Seçilen metin ▸
Vizyonda bu hafta (23 Ağustos 2019)
Quentin Tarantino’nun merakla beklenen yeni filmi ‘One Upon aTime in… Hollywood / Bir Zamanlar… Hollywood’da’ dahil olmak üzere sadece biri yerli, toplam dokuz yeni yapım merhaba diyor bu hafta!
Aslında farklı bir başlangıç yapmak gerekiyor… Bu hafta İstanbul dışında olduğumdan hiçbir basın gösterimine katılamadım. Dolayısıyla filmleri yine ufak notlar halinde sunacağım size. Bu sık görülen, hatta beni ‘bilen’ okuyucularım için ‘olağan’ bir durum değil asla! Fakat hayat kısa, ölüm var ve bazen insan her şeyi geride bırakıp bir dönem uzaklaşmak istiyor gündelik rutinden. Çıldırmamak için belki de! Anlamakta zorlandığım detaylar, yaş aldıkça -ki elli yaşa aylar kaldı!- daha bir dost gözüküyor gözüme ve gönlüme. Adaletsiz, zalim, vicdansız bir dünyada yaşadığımız gerçeği… Yaşamı dayanabilir kılan ender değerlerden biri sinema. Aramızdaki büyük tutkuya, aşka rağmen onu geride bırakıp giderken, vicdanımın sesine kulak tıkıyorum artık. Yeniden o büyülü salona ayak basayım diye belki. Koltuğuma gömülüp, sinema yazarı dostlarımla birlikte başka dünyalara yolculuk etmek için bir müddet hemen her oluşa uzak kalmak gerekliliği… Neyse, başınızı ağrıttım. Bu bir açıklama. Dosta sesleniş. Birkaç hafta daha böyle idare edeceksiniz beni. Sonra yine bildiğiniz üzere filmlerin geniş analizleri sizlerle olacak… Anlayışınız için teşekkürler şimdiden…
Evet, ne diyorduk; 23 Ağustos haftasına yakından bakalım öyleyse…
‘One Upon aTime in… Hollywood / Bir Zamanlar… Hollywood’da’… Tarantino’dan; Hollywood’un altın yıllarının sonuna bir bakış… 1969 yılının sonlarında Los Angeles’dayız. Pırıltısını yitirmiş yıldızını parlatmaya çalışan bir televizyon yıldızı ve dublörünün, Hollywood imparatorluğunun son parlak günlerinde yeniden şöhret, başarı ve kazanç elde etmek için verdikleri çaba… Öte yandan derin ABD’nin sosyal oluşları! Quentin Tarantino, hayranlarının ve geriye kalan herkesin merakla beklediği yeni filminde, Brad Pitt, Leonardo DiCaprio ve Margot Robbie’ye başlıca rolleri verirken, Hollywood efsanelerine ve sinema sektörünün kalbinin attığı yerin hemen her figürüne de gerekli özeni göstermiş.

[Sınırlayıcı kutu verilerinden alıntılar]
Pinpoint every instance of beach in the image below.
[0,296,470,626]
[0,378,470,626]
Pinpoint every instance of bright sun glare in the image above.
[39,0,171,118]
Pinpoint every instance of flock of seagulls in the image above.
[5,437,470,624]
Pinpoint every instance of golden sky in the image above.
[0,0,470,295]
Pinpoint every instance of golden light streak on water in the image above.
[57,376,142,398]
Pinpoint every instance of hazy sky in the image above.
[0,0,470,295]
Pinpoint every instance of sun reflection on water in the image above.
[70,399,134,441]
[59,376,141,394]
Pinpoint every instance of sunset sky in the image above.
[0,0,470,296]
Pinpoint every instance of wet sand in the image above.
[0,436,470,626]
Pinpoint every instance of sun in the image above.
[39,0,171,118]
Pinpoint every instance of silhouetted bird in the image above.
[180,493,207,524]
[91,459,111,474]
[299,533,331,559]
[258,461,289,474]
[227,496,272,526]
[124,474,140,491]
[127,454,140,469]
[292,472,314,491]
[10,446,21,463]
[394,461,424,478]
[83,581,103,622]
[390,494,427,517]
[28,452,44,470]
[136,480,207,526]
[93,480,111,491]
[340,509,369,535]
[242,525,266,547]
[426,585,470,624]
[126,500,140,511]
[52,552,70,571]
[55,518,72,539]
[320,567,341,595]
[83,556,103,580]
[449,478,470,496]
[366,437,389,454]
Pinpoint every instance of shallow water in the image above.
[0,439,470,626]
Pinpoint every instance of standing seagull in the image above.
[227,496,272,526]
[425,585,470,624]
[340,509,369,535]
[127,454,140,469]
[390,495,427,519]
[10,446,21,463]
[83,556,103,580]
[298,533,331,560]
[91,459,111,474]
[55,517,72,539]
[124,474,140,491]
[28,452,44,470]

Görev 1 ▸
Seçilen metne göre bu hafta toplam kaç yeni yapım vizyona giriyor ve bunlardan kaçı yerli?
Görev 2 ▸
Seçilen metinde "Vizyonda bu hafta" ifadesinden "diyor bu hafta!" ifadesine kadar olan kısmı "dokuz" yerine "on" koyarak düzenleyin.

Tam yanıt 1 ▸
Toplam dokuz yeni yapım vizyona giriyor ve bunlardan yalnızca biri yerli.

Tam yanıt 2 ▸
Vizyonda bu hafta (23 Ağustos 2019)
Quentin Tarantino’nun merakla beklenen yeni filmi ‘One Upon aTime in… Hollywood / Bir Zamanlar… Hollywood’da’ dahil olmak üzere sadece biri yerli, toplam on yeni yapım merhaba diyor bu hafta!